===== Data for this exercise =====

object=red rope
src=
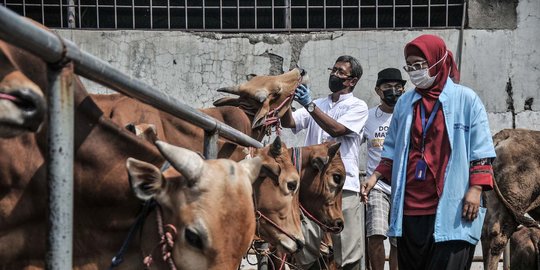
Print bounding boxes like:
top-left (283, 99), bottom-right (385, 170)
top-left (143, 205), bottom-right (178, 270)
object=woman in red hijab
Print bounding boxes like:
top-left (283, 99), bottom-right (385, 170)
top-left (361, 35), bottom-right (496, 270)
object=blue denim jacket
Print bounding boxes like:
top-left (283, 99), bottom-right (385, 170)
top-left (382, 78), bottom-right (496, 244)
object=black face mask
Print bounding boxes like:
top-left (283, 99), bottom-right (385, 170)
top-left (382, 89), bottom-right (403, 107)
top-left (328, 75), bottom-right (347, 92)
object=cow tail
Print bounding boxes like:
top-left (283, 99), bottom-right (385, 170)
top-left (493, 177), bottom-right (539, 228)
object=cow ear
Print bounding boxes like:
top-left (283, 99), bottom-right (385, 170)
top-left (126, 157), bottom-right (164, 201)
top-left (240, 156), bottom-right (263, 184)
top-left (155, 141), bottom-right (204, 184)
top-left (213, 97), bottom-right (241, 107)
top-left (246, 73), bottom-right (257, 81)
top-left (327, 142), bottom-right (341, 160)
top-left (252, 98), bottom-right (270, 129)
top-left (311, 156), bottom-right (329, 172)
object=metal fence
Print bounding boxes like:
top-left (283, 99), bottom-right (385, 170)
top-left (0, 6), bottom-right (266, 267)
top-left (2, 0), bottom-right (465, 31)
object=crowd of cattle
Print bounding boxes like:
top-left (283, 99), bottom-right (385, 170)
top-left (0, 24), bottom-right (539, 270)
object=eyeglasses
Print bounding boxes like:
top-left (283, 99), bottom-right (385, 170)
top-left (403, 61), bottom-right (428, 72)
top-left (328, 67), bottom-right (353, 79)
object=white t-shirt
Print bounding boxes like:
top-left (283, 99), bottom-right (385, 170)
top-left (292, 93), bottom-right (369, 192)
top-left (362, 105), bottom-right (392, 194)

=====

The task: Using the records above, copy all lines that include the word "object".

Result:
object=red rope
object=woman in red hijab
object=blue denim jacket
object=black face mask
object=cow tail
object=cow ear
object=metal fence
object=crowd of cattle
object=eyeglasses
object=white t-shirt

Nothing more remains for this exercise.